GIVEN ENTRIES:
- - -
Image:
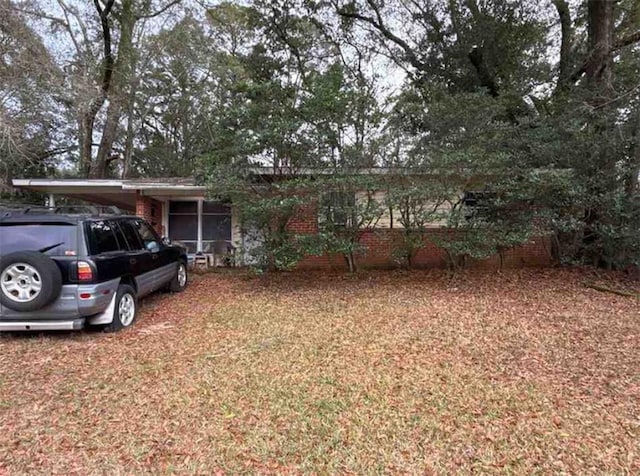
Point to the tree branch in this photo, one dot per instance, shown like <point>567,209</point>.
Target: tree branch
- - -
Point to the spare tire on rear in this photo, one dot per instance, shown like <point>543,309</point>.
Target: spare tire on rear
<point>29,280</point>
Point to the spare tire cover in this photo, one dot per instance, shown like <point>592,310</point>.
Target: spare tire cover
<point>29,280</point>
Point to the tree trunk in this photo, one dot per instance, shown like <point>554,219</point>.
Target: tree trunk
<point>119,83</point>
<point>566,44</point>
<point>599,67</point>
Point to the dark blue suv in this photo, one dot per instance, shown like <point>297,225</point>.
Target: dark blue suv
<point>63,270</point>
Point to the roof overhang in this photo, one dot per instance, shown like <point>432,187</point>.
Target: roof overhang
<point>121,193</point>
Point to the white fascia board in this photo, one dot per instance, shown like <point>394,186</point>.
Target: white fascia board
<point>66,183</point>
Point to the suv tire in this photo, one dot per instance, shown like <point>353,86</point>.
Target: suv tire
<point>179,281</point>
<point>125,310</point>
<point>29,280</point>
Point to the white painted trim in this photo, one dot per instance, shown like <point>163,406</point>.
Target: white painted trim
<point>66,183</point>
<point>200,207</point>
- - -
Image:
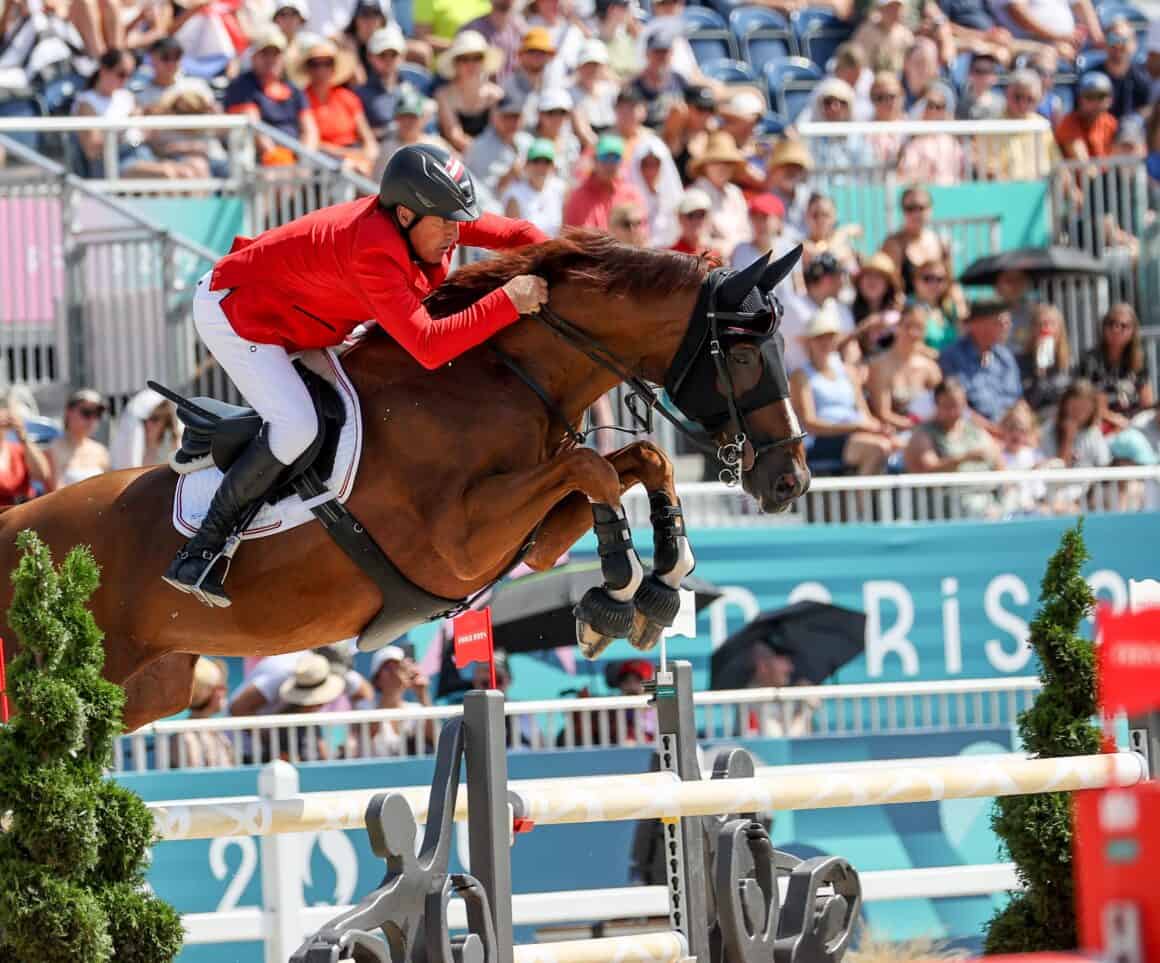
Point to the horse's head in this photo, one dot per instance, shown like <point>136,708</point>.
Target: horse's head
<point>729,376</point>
- - -
BRIEF: Your answer must be the number of lines above that contain the word "branch", stated alone.

RESULT OF THE TASK: 2